DESCRIPTION OF THE TASK: Put the records into a JSON list of strings, starting at the line that contains "Q: Place a marker on the woman" and continuing through the end of the records, with one string per line and no blank lines.

§

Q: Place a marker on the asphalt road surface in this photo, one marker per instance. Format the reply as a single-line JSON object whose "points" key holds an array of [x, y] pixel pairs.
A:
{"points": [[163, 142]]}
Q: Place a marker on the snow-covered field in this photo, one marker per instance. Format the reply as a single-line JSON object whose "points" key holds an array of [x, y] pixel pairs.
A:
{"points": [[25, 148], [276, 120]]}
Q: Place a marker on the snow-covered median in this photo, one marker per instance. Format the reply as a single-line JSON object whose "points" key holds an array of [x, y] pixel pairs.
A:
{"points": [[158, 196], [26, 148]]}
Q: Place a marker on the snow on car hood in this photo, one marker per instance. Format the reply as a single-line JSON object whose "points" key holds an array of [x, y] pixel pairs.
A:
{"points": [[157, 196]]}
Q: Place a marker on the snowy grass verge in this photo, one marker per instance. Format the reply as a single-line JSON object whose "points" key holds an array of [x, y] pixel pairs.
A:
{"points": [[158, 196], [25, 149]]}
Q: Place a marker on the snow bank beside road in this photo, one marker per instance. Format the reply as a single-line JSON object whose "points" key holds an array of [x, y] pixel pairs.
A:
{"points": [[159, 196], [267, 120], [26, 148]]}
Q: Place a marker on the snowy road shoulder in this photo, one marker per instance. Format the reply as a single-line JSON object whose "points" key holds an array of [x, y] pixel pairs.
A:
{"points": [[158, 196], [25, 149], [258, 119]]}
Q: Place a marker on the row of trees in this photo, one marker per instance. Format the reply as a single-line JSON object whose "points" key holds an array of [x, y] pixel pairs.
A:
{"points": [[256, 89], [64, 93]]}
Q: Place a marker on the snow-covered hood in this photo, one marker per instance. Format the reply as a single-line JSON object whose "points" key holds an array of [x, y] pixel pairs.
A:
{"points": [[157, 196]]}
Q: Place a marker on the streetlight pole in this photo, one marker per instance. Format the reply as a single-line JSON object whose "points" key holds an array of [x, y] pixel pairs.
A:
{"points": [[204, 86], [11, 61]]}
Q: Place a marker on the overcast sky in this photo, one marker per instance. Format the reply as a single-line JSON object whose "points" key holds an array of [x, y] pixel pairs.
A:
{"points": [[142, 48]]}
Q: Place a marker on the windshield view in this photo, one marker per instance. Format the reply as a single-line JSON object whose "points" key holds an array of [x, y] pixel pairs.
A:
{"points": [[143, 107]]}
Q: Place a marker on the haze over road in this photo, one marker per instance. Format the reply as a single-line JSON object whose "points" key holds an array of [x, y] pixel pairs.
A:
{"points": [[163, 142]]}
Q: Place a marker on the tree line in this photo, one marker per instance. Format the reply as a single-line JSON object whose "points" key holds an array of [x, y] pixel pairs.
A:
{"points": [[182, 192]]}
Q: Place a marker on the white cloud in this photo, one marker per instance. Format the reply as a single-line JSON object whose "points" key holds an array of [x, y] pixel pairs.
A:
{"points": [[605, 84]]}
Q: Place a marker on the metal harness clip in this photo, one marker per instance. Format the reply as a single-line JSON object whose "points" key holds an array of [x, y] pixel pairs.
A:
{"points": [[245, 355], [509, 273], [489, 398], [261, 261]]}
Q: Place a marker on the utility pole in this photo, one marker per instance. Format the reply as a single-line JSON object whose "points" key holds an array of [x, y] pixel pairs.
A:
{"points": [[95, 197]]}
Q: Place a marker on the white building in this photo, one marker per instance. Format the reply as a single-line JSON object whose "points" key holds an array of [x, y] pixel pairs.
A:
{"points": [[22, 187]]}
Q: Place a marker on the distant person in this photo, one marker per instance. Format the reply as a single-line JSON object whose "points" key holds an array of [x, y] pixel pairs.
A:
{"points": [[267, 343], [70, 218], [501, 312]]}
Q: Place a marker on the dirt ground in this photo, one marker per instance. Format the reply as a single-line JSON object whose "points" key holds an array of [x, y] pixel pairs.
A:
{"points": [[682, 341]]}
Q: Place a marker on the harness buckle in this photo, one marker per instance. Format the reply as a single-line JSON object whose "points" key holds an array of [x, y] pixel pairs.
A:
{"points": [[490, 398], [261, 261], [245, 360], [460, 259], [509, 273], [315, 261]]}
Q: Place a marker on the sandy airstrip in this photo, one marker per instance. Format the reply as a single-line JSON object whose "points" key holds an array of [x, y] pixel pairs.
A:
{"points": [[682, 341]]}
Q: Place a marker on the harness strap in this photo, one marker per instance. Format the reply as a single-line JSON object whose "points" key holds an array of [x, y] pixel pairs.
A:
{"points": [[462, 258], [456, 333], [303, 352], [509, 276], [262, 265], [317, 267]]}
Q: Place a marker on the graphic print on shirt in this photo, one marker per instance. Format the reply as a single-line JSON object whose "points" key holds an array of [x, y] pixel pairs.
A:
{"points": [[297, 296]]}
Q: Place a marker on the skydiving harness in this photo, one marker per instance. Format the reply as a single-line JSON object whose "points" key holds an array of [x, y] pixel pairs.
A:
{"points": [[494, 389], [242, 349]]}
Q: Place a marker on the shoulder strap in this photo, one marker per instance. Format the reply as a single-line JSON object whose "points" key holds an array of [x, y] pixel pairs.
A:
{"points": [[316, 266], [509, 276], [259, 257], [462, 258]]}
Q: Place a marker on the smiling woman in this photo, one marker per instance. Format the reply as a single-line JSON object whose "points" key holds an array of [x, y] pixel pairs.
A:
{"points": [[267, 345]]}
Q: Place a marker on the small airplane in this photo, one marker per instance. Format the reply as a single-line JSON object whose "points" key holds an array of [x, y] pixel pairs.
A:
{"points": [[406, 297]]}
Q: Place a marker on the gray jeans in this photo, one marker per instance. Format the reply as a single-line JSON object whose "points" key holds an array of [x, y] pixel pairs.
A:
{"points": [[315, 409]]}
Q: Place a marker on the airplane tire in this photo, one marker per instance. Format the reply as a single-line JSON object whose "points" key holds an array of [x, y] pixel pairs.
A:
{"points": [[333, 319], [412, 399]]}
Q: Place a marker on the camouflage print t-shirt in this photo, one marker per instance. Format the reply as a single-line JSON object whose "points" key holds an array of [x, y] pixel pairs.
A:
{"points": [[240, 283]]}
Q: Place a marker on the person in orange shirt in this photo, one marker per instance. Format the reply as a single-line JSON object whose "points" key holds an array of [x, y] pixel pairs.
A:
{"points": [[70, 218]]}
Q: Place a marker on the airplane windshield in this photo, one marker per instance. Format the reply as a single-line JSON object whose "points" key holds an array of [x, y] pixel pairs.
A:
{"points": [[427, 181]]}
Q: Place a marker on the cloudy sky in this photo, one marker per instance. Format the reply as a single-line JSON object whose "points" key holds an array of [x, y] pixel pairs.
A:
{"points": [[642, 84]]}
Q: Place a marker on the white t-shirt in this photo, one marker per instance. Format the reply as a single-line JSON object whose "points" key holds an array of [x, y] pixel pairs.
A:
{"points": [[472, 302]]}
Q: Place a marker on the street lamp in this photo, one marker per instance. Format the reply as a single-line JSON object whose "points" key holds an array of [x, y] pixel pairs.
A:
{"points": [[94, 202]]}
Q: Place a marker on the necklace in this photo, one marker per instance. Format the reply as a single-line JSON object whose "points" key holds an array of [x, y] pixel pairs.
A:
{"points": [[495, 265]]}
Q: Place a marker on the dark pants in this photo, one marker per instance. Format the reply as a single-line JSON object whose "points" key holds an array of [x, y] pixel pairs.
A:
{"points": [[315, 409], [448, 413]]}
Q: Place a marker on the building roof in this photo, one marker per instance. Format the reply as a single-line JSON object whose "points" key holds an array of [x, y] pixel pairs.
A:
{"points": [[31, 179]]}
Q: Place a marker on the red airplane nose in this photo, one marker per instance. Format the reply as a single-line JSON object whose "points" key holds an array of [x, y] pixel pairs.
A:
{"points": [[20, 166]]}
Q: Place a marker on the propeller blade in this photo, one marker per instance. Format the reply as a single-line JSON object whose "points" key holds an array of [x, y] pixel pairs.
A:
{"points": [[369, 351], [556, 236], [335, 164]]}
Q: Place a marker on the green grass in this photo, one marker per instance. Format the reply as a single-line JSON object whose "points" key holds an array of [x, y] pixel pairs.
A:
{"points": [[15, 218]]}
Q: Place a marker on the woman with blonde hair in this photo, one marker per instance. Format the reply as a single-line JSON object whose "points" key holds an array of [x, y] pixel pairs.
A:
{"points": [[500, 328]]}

§

FINISHED EXERCISE:
[
  "Q: Place a marker on the woman with blonde hair in this photo, one marker per instance. Format the reply as a single-line JSON object whose \"points\" key holds an array of [x, y] pixel pairs.",
  "A:",
  "{\"points\": [[500, 328]]}"
]